▸ What you have to do
Copy the items starting at the very beginning and ending at the line that contains "26L230 58L238 79L255", swapping "pixel-accurate" for "pixel-exact" and changing nothing else.
*** Begin section ***
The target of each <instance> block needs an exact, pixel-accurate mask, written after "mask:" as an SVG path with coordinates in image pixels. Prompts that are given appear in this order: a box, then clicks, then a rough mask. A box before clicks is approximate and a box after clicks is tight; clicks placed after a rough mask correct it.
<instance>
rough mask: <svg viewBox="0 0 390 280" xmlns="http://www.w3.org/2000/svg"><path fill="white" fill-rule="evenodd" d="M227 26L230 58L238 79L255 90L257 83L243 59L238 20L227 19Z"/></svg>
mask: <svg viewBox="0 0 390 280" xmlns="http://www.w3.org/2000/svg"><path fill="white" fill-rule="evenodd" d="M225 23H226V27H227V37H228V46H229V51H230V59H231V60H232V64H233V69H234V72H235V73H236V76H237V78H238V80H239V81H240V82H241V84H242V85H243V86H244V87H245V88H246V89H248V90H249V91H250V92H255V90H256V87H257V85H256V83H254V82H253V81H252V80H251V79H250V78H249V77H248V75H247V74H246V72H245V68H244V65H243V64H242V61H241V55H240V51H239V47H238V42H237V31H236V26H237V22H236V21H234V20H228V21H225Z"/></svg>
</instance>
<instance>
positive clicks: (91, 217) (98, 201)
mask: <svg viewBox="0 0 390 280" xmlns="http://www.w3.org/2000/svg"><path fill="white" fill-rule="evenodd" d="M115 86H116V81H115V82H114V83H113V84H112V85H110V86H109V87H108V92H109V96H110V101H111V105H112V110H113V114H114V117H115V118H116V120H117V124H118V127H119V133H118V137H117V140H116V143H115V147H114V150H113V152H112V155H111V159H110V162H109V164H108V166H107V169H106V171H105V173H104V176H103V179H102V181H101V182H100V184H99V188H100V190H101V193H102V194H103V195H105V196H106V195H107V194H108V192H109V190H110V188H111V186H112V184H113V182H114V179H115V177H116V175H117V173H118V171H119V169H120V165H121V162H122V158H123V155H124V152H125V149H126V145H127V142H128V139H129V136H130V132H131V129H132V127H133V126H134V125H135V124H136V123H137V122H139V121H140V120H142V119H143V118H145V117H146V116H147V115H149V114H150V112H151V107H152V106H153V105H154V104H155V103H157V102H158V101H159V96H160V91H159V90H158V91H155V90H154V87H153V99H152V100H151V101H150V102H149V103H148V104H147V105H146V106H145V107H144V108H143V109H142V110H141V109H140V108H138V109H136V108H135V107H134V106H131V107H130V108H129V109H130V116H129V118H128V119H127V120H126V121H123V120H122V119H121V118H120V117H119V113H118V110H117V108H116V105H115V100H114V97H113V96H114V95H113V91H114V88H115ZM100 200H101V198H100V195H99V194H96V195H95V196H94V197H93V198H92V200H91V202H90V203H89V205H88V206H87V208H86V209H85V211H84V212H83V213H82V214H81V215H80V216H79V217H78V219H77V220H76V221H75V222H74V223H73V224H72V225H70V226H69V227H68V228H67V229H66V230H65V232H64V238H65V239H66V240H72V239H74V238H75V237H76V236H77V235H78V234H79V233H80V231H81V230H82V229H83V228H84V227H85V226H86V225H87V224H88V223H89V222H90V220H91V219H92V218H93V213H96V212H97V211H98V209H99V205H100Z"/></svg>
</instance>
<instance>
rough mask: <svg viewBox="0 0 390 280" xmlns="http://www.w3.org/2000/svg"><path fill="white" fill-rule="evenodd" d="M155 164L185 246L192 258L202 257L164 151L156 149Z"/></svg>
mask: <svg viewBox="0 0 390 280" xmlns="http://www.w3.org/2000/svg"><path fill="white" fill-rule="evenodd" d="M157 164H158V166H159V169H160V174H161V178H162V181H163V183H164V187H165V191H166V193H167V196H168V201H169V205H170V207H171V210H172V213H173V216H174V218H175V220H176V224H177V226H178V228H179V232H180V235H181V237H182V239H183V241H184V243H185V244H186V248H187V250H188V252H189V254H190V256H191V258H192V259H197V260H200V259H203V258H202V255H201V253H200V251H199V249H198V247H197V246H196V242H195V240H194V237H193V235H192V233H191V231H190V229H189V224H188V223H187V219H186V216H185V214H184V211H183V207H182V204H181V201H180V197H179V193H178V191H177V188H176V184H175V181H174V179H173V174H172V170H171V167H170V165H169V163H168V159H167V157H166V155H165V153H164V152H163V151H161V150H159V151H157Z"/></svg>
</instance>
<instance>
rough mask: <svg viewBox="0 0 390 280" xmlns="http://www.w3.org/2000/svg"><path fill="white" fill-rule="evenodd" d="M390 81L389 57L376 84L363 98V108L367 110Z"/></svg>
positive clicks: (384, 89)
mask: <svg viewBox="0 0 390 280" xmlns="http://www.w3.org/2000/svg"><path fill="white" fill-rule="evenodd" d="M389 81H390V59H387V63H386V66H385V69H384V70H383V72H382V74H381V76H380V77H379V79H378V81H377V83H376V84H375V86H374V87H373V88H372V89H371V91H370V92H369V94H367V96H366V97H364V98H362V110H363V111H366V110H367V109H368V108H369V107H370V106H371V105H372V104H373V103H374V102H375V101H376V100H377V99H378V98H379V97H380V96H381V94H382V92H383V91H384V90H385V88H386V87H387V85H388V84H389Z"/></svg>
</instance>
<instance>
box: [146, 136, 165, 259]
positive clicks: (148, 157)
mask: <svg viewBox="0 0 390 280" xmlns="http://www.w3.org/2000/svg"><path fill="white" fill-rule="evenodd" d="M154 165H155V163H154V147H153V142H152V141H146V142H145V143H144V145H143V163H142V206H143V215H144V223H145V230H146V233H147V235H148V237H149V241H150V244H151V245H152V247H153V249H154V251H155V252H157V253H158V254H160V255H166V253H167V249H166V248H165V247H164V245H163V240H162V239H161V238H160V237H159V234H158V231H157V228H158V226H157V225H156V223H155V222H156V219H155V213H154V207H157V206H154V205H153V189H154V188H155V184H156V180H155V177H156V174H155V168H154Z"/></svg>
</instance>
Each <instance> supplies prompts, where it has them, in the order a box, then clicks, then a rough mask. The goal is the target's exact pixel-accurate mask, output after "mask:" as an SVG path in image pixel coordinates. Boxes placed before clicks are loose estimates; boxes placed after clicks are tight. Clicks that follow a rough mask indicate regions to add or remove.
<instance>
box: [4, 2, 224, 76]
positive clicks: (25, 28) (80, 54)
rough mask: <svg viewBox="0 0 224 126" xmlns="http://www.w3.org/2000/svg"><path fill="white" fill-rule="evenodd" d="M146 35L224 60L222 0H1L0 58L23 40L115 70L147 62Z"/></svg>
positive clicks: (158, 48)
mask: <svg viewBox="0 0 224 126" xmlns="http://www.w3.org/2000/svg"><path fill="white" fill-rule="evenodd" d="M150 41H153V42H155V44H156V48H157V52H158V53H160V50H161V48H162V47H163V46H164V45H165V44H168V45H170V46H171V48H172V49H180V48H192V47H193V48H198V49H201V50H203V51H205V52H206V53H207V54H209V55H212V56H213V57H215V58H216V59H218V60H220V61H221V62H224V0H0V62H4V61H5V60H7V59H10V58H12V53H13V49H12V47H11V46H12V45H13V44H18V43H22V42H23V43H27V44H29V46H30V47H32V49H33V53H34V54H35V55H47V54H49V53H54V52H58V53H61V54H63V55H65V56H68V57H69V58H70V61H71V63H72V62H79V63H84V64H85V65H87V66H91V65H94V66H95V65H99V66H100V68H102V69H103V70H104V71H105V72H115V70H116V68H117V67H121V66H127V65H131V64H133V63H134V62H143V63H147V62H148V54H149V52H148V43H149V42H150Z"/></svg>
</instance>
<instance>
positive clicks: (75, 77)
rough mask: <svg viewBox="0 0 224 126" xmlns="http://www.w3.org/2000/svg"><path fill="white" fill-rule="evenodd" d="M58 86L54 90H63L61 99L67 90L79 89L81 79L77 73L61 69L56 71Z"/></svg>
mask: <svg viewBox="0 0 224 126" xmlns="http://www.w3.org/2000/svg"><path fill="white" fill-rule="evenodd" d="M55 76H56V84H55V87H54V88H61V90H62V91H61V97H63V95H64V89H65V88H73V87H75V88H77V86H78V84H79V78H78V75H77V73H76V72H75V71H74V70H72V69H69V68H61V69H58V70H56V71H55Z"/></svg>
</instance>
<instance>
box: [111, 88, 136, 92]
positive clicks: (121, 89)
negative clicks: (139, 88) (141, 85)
*** End section ***
▸ Written reply
The target of each <instance> block needs an exact, pixel-exact mask, written after "mask:" as an SVG path with coordinates in image pixels. Prompts that are given appear in this order: a box, then clicks, then a rough mask. A box before clicks is approximate and a box after clicks is tight; clicks placed after a rough mask correct it.
<instance>
rough mask: <svg viewBox="0 0 390 280" xmlns="http://www.w3.org/2000/svg"><path fill="white" fill-rule="evenodd" d="M227 26L230 58L238 79L255 90L257 83L243 59L238 20L227 19Z"/></svg>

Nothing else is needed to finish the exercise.